Activity> Copy out every line of the data that has the word "balcony" somewhere in it.
Given data START
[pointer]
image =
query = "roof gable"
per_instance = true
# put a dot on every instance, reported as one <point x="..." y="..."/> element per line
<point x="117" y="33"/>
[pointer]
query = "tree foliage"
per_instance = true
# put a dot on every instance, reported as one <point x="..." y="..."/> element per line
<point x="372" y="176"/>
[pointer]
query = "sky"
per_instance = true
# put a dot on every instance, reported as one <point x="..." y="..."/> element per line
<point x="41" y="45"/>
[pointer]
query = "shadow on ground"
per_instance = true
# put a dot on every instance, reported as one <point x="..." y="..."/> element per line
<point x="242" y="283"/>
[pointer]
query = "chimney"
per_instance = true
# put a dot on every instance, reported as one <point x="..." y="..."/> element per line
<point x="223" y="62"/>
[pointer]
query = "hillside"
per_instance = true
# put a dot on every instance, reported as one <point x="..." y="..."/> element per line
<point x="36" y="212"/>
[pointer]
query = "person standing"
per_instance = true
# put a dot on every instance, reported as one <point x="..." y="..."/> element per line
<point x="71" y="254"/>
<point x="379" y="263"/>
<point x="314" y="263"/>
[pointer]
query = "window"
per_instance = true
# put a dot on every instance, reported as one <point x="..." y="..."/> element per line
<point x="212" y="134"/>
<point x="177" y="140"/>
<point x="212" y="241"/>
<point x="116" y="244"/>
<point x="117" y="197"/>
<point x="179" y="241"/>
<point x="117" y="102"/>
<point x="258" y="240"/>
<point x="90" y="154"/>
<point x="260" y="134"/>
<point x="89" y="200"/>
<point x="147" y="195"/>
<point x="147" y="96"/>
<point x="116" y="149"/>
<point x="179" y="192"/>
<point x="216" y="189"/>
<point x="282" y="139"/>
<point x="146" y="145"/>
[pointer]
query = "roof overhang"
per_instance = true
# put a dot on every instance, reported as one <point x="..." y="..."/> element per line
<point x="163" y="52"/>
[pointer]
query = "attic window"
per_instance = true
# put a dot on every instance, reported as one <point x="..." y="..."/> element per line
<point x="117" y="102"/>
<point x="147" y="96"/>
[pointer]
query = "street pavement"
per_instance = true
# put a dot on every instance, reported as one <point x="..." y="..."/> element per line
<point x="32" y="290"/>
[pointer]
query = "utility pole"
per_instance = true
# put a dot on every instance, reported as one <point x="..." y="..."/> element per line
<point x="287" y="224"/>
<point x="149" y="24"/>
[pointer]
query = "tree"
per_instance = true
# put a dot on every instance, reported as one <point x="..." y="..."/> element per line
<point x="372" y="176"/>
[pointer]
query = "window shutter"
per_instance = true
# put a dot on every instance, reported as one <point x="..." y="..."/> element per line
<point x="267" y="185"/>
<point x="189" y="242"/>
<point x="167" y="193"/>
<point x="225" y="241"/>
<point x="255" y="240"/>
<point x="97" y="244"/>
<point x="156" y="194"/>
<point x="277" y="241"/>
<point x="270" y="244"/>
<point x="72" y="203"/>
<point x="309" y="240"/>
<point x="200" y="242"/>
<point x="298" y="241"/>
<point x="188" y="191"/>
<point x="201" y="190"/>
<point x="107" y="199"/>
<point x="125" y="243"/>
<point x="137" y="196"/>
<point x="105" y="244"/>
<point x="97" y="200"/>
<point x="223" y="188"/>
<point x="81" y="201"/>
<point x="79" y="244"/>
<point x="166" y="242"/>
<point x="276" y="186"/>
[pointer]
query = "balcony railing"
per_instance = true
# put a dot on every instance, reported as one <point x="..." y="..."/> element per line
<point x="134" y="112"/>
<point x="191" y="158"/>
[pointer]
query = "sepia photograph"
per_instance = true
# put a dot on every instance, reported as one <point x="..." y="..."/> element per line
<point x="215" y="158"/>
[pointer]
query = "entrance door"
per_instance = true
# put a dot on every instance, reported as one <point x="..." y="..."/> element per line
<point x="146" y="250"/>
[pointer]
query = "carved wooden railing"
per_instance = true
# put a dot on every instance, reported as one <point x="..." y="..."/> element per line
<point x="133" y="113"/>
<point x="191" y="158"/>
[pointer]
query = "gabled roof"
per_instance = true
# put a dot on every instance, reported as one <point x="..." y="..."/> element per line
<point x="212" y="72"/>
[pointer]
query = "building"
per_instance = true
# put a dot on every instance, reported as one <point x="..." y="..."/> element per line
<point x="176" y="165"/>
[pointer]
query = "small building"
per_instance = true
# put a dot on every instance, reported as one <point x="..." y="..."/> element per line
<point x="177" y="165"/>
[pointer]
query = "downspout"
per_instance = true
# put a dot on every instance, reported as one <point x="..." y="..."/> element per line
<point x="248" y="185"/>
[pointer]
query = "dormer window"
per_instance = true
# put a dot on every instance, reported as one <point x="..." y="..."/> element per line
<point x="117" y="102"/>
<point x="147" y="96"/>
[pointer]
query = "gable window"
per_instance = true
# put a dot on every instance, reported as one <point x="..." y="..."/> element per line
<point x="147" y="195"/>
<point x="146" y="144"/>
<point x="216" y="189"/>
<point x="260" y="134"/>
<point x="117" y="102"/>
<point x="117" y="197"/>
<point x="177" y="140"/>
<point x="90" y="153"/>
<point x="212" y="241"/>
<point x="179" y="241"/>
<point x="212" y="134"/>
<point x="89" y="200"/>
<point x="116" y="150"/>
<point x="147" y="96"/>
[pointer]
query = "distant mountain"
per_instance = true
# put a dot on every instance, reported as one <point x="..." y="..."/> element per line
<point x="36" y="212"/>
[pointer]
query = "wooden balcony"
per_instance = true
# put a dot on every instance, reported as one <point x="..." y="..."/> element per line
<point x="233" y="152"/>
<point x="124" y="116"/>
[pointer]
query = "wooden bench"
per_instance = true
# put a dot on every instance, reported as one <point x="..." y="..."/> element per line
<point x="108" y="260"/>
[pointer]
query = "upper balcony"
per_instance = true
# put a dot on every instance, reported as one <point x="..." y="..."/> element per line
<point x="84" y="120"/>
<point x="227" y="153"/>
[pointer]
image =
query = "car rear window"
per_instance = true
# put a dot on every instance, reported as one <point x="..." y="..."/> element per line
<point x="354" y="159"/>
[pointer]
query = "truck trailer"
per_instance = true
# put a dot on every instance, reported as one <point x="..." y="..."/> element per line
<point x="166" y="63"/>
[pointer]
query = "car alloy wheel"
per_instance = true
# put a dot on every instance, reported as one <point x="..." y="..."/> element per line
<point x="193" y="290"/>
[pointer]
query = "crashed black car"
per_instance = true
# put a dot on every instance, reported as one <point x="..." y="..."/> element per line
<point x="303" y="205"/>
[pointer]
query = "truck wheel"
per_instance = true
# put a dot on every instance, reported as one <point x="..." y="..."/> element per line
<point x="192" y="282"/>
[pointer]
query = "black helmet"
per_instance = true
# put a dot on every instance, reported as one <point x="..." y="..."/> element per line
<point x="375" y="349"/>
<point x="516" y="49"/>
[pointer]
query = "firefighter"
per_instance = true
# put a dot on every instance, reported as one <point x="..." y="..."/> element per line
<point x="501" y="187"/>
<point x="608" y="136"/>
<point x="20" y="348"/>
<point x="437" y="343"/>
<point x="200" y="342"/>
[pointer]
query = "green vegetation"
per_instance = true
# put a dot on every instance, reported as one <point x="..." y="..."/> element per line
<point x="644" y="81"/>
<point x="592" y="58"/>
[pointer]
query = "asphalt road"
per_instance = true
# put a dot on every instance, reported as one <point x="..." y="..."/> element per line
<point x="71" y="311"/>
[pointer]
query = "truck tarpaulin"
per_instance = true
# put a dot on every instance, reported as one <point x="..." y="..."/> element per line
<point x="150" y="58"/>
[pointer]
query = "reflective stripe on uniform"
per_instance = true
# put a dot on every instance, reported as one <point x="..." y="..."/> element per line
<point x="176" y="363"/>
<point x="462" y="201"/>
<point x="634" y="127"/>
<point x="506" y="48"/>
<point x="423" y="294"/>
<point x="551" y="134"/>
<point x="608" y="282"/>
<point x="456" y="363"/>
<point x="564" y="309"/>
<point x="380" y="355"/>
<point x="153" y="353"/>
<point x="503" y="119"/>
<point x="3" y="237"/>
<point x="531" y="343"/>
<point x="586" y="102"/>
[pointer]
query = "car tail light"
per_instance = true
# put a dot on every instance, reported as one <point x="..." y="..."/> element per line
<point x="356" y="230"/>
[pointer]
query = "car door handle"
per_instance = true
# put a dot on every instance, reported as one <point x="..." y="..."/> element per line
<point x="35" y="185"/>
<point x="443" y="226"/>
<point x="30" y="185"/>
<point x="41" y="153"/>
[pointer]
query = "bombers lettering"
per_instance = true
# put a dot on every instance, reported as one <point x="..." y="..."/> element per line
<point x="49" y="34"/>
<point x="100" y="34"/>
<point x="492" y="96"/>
Given data END
Solution to this task>
query = "balcony railing"
query = "wooden balcony"
query = "upper balcony"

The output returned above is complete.